⟨

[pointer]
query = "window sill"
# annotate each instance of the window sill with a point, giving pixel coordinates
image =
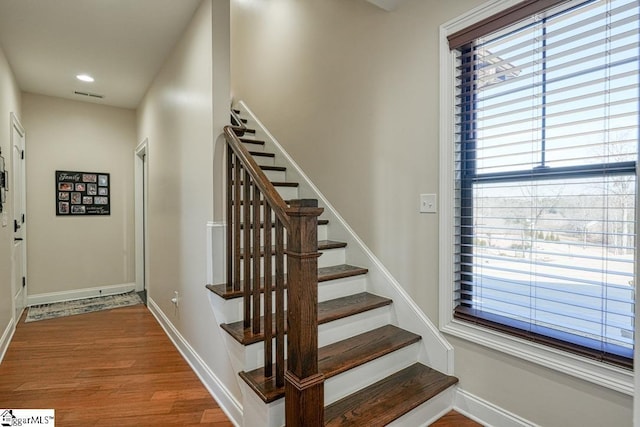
(602, 374)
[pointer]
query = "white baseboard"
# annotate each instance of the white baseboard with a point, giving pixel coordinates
(487, 413)
(75, 294)
(231, 407)
(6, 337)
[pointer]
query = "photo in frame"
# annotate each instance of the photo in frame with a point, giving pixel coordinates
(82, 193)
(3, 183)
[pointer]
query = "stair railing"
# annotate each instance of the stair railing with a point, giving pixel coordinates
(253, 204)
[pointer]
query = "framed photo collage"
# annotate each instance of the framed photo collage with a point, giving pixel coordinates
(82, 193)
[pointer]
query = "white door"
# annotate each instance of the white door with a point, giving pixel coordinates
(141, 203)
(17, 188)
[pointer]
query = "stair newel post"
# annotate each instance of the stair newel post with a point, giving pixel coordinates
(304, 385)
(268, 317)
(236, 223)
(279, 303)
(230, 219)
(246, 234)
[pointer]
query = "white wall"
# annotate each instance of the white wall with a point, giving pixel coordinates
(351, 91)
(181, 118)
(9, 102)
(66, 254)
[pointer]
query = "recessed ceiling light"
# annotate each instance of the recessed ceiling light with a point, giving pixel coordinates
(85, 78)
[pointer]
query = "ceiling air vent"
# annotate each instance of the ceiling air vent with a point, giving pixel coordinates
(89, 94)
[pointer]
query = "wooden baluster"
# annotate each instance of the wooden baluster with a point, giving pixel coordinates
(279, 303)
(247, 247)
(255, 259)
(304, 385)
(230, 219)
(268, 318)
(237, 220)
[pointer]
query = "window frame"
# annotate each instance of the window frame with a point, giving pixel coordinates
(606, 375)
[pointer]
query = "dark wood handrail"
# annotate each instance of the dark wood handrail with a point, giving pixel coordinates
(249, 228)
(267, 189)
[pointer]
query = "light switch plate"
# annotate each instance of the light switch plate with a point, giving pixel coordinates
(428, 203)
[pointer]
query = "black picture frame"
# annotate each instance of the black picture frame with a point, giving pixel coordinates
(4, 182)
(76, 193)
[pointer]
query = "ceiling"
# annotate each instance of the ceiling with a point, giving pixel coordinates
(121, 43)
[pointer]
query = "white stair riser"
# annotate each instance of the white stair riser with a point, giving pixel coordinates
(264, 161)
(253, 355)
(258, 414)
(427, 413)
(342, 329)
(287, 193)
(332, 289)
(348, 382)
(252, 147)
(278, 176)
(232, 309)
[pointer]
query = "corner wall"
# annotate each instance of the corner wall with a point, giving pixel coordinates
(9, 103)
(69, 254)
(182, 115)
(351, 91)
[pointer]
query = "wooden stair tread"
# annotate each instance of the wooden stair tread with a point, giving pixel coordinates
(323, 245)
(277, 183)
(273, 168)
(324, 274)
(389, 398)
(320, 222)
(328, 311)
(261, 154)
(252, 141)
(339, 357)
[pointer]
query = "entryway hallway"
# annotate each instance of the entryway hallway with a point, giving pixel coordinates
(108, 368)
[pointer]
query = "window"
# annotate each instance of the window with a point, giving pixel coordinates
(544, 180)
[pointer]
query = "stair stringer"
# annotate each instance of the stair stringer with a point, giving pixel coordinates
(435, 351)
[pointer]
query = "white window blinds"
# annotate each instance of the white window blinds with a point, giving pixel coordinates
(547, 145)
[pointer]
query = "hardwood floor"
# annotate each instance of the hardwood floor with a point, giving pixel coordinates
(112, 368)
(454, 419)
(109, 368)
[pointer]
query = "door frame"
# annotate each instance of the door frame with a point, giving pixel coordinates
(17, 126)
(141, 178)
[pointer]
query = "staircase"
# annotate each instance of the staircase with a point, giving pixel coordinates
(378, 358)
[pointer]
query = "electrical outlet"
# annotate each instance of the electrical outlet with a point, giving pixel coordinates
(176, 298)
(428, 203)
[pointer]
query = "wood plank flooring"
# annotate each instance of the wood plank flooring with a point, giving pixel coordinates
(107, 368)
(112, 368)
(455, 419)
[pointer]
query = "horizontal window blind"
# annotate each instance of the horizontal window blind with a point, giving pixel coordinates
(546, 153)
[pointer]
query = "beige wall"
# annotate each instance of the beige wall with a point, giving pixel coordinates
(9, 102)
(179, 117)
(72, 253)
(351, 91)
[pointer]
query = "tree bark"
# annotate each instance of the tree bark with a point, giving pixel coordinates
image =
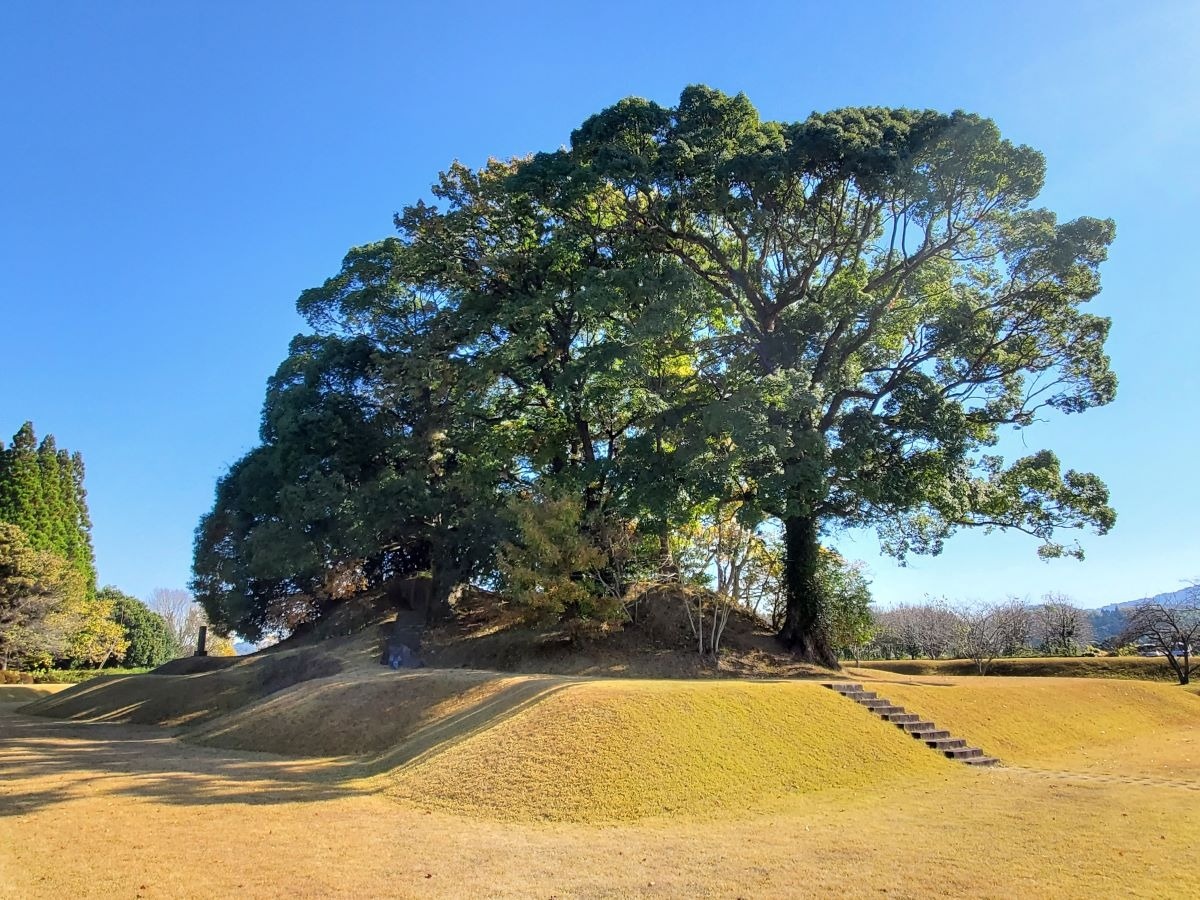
(803, 631)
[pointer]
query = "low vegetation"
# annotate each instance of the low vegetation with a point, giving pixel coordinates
(1153, 669)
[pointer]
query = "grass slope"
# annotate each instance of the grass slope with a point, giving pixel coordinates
(178, 700)
(28, 693)
(621, 750)
(1081, 724)
(382, 712)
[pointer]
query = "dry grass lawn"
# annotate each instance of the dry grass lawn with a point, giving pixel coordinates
(609, 789)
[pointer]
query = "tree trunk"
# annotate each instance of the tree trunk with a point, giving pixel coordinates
(803, 631)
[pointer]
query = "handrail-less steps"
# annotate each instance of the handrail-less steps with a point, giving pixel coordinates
(910, 723)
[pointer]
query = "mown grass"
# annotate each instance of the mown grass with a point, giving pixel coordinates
(27, 693)
(1153, 669)
(843, 823)
(624, 750)
(1086, 725)
(354, 714)
(179, 700)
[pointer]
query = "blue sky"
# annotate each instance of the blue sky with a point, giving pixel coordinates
(175, 174)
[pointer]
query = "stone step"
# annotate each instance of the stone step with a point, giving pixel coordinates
(873, 702)
(963, 753)
(946, 743)
(930, 735)
(844, 687)
(912, 724)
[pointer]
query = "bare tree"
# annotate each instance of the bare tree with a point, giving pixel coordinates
(991, 630)
(1060, 627)
(183, 616)
(1171, 629)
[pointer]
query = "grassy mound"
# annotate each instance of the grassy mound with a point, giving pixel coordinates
(1151, 669)
(1078, 723)
(28, 693)
(177, 700)
(618, 750)
(372, 713)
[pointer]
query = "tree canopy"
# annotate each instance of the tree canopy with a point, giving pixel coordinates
(825, 323)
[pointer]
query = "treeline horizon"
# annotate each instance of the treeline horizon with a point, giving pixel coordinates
(688, 321)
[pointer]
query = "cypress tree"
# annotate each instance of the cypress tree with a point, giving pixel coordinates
(42, 493)
(84, 557)
(54, 523)
(21, 489)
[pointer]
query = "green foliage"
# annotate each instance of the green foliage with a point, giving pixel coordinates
(77, 676)
(149, 640)
(891, 301)
(553, 567)
(95, 637)
(822, 323)
(850, 624)
(42, 493)
(39, 593)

⟩

Report every line of the listing above that contains the string "door", treating uppercase and lowercase letters as distinct.

query = "white door"
# annotate each instance of the white door with a point, giving pixel coordinates
query = "door frame"
# annotate each instance of the door frame with a point, giving pixel coordinates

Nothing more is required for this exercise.